PROBLEM TO WORK ON:
How many lines in the entries below contain the word "blue"? Reply with the number alone.

======== RECORDS FOR PROCESSING ========

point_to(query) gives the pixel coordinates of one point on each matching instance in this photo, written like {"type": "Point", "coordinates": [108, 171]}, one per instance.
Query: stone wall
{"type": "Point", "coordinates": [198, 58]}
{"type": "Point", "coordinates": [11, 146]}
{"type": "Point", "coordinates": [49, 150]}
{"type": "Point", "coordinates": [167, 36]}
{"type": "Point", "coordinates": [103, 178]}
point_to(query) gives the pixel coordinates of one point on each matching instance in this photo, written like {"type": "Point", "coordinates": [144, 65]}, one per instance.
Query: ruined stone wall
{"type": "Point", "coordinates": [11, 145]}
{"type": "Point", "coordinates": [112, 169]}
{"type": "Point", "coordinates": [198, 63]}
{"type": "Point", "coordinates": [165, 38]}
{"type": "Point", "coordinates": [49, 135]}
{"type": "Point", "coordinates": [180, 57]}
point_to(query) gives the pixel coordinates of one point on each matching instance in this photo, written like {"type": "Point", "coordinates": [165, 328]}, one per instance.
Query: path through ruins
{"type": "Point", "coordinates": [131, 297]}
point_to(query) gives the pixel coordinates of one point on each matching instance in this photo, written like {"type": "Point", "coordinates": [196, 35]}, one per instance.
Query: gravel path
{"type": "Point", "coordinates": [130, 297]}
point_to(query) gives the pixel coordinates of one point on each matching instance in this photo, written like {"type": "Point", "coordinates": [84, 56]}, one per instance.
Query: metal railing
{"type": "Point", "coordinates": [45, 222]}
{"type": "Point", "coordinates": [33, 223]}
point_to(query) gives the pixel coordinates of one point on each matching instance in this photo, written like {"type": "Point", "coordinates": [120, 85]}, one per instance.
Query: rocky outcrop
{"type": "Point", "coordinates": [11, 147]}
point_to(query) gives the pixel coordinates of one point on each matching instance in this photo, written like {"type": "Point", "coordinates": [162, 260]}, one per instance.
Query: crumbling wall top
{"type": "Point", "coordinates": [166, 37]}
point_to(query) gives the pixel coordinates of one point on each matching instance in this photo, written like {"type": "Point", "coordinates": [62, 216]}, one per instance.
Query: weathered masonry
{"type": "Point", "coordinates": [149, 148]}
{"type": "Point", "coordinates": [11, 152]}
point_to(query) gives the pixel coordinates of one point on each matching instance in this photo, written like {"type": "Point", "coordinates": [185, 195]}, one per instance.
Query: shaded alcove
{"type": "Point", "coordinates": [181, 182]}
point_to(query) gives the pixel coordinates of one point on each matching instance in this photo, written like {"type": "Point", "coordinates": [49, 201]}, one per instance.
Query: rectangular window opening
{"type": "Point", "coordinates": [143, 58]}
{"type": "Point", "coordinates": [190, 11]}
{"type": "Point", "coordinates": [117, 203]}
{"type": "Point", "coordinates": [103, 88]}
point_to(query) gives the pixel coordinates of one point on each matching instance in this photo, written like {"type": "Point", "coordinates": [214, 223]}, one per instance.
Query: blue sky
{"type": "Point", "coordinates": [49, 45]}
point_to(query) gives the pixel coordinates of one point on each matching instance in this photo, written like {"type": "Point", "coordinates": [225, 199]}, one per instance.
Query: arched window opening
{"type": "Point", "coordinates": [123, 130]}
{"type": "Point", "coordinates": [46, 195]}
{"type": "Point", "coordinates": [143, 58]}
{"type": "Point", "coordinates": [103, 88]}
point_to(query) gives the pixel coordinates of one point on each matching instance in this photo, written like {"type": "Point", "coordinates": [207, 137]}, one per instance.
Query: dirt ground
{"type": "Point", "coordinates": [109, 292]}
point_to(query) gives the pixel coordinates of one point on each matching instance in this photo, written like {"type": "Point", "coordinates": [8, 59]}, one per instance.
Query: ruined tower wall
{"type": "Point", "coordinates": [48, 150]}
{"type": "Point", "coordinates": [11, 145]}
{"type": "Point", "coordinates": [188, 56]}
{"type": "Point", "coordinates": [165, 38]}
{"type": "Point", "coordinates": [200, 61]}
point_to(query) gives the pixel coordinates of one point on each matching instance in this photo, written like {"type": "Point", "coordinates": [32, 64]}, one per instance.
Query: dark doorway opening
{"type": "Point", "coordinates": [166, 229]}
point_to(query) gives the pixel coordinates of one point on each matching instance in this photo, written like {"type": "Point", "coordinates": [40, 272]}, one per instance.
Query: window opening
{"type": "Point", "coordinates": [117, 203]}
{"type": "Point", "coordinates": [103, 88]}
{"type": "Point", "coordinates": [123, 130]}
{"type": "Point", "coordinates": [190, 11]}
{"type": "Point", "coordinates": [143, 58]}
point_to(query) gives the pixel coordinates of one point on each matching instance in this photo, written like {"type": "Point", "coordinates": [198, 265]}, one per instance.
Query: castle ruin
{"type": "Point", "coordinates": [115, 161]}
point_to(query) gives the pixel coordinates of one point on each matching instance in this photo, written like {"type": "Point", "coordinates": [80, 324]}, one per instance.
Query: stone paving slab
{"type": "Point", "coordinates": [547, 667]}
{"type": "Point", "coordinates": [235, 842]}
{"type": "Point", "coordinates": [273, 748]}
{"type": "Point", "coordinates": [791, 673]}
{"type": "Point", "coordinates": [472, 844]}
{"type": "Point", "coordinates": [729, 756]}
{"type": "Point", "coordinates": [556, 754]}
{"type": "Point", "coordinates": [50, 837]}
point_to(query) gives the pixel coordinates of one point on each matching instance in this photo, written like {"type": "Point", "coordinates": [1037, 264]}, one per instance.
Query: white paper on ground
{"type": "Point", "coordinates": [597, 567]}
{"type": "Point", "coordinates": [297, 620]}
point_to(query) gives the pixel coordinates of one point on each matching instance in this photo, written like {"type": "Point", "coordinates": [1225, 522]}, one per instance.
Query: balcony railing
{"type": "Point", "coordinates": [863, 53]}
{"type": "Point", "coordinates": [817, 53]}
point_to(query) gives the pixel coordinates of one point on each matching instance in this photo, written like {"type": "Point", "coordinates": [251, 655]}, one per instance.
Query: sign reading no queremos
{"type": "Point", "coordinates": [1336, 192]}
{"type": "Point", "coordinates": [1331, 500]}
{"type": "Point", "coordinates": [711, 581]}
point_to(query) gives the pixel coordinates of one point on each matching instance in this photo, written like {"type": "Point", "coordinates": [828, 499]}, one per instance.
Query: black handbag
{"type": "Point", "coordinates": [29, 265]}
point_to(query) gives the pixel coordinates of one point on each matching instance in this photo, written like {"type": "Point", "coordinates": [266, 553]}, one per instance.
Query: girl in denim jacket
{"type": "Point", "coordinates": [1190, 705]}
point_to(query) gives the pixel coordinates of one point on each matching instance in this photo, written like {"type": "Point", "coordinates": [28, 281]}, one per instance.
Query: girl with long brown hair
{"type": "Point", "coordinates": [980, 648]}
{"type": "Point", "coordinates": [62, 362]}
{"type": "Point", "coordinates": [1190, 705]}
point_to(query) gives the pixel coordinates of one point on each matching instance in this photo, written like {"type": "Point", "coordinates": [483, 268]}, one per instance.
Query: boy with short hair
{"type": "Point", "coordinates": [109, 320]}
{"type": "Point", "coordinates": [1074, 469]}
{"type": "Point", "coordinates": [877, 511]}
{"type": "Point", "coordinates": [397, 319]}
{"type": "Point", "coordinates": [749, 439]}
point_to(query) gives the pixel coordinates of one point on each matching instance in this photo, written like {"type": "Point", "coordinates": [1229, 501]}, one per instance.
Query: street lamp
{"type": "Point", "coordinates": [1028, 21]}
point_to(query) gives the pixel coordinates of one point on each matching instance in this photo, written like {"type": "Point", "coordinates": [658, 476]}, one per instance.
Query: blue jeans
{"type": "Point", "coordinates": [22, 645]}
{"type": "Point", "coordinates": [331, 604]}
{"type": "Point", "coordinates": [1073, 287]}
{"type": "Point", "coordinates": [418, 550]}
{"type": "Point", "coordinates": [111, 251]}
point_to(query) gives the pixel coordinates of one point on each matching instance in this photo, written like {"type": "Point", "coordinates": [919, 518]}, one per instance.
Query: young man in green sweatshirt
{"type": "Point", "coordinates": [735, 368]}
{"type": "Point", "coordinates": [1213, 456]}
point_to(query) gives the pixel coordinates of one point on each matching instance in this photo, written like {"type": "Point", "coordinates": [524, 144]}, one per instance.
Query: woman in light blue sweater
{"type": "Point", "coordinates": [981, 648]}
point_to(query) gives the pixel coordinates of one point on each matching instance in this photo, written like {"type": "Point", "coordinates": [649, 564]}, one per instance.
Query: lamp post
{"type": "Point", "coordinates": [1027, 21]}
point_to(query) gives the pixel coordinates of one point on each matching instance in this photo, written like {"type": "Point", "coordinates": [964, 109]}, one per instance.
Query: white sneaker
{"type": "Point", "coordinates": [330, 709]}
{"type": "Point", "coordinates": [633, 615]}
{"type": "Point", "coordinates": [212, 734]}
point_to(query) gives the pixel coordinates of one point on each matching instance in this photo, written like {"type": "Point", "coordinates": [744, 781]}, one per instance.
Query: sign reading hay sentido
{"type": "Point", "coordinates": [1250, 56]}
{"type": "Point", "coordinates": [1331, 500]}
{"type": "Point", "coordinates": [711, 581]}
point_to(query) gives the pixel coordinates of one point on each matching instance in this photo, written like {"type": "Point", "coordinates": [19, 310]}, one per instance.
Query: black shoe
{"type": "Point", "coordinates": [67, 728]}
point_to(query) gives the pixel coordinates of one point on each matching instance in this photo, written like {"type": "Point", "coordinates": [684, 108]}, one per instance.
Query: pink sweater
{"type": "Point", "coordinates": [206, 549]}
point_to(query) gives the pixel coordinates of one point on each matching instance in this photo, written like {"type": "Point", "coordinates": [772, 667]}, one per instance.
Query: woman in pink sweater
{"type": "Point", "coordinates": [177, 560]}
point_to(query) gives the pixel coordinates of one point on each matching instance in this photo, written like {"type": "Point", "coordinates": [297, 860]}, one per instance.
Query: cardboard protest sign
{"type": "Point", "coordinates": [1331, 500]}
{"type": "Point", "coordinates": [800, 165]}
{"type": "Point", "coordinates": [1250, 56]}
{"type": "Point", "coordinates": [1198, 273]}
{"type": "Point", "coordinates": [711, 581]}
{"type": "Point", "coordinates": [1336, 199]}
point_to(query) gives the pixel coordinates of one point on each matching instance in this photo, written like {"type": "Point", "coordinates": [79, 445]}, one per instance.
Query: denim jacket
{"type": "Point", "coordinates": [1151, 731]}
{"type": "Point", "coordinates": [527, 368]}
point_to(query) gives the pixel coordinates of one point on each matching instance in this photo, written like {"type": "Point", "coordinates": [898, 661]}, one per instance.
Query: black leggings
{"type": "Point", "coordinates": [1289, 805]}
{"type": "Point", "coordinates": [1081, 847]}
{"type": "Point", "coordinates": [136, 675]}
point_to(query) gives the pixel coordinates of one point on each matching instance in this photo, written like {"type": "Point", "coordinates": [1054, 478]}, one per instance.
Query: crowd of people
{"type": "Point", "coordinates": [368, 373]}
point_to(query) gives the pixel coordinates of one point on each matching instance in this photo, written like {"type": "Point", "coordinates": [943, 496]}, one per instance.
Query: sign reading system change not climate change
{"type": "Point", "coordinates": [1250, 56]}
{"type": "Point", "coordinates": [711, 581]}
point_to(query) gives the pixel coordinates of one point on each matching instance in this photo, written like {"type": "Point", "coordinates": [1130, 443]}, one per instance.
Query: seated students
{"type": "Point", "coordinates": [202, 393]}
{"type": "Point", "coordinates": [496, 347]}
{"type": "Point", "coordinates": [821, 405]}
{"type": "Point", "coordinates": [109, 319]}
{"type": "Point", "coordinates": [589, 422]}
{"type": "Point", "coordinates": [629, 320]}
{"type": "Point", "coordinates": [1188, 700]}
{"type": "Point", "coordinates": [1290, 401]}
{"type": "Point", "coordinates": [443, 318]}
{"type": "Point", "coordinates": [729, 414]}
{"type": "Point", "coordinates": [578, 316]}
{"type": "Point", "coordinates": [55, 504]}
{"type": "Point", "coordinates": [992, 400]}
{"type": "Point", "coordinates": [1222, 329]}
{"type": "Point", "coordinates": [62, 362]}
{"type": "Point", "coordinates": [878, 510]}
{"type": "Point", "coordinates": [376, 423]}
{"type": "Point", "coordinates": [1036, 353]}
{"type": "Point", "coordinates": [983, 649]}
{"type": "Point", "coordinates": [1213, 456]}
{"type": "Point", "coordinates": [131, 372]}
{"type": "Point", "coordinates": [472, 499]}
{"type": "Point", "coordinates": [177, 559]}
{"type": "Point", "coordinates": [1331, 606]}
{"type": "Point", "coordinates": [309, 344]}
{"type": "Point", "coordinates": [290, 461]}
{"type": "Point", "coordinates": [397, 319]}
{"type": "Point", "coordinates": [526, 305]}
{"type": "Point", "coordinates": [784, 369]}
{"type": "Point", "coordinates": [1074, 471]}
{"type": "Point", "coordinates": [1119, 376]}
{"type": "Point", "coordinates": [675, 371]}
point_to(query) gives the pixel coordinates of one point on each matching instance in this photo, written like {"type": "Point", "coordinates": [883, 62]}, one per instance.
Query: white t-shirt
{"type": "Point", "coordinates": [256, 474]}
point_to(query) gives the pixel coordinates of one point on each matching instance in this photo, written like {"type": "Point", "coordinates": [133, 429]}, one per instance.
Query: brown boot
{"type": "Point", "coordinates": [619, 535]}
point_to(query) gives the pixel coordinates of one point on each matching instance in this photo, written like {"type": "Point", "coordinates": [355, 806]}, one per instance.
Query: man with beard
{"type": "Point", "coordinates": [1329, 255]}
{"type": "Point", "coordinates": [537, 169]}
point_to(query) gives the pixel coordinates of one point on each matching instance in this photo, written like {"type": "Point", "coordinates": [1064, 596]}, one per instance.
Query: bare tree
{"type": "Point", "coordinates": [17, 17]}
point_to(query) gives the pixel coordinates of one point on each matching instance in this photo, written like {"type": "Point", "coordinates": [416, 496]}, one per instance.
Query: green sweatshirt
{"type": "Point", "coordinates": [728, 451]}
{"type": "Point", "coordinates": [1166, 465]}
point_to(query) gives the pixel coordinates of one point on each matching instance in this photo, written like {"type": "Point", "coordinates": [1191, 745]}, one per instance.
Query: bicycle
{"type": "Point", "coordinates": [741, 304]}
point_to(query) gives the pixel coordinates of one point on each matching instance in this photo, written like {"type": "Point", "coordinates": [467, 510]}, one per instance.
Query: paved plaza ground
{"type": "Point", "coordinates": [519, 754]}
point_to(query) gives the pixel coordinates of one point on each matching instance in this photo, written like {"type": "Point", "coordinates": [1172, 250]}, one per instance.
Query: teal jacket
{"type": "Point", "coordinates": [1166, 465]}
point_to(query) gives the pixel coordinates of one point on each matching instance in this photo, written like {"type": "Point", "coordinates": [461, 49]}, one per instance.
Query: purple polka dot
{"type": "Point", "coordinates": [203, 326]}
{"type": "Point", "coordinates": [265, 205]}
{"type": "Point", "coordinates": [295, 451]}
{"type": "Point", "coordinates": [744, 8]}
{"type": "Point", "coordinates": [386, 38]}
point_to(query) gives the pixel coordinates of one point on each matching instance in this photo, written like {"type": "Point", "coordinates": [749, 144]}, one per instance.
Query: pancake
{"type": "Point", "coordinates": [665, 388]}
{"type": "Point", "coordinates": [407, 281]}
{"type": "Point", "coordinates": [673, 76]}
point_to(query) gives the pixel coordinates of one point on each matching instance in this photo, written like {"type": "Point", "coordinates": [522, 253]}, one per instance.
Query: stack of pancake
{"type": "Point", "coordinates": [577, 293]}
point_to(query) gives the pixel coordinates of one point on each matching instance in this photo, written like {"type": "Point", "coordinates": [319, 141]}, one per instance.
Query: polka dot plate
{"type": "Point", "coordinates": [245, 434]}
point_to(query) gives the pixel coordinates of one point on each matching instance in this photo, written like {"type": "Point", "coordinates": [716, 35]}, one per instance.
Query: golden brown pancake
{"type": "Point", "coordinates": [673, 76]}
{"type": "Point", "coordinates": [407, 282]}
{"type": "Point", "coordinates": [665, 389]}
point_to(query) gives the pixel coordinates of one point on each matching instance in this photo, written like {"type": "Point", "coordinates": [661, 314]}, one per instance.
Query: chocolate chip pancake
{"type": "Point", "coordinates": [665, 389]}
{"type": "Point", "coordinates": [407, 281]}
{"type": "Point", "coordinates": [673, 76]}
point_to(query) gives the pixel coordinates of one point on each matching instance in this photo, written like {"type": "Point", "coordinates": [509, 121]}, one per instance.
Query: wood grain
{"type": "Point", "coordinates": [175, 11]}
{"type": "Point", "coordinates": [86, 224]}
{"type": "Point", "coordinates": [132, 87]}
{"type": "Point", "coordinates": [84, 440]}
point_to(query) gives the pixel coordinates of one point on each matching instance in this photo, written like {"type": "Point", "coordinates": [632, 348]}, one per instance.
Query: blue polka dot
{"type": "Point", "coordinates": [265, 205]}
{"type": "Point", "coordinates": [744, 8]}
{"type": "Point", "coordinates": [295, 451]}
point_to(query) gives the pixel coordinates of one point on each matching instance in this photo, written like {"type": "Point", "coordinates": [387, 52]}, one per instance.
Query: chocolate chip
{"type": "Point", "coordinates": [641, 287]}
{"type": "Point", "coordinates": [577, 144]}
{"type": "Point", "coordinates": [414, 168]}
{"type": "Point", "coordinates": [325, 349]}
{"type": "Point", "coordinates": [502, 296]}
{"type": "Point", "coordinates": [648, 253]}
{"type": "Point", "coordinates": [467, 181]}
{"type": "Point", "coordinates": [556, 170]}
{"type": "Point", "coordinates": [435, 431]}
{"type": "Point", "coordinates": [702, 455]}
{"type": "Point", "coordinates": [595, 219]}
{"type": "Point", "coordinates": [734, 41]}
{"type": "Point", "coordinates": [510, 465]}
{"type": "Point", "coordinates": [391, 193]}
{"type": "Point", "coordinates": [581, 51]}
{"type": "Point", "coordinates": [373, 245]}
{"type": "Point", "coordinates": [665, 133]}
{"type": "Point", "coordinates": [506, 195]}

========

FULL ANSWER:
4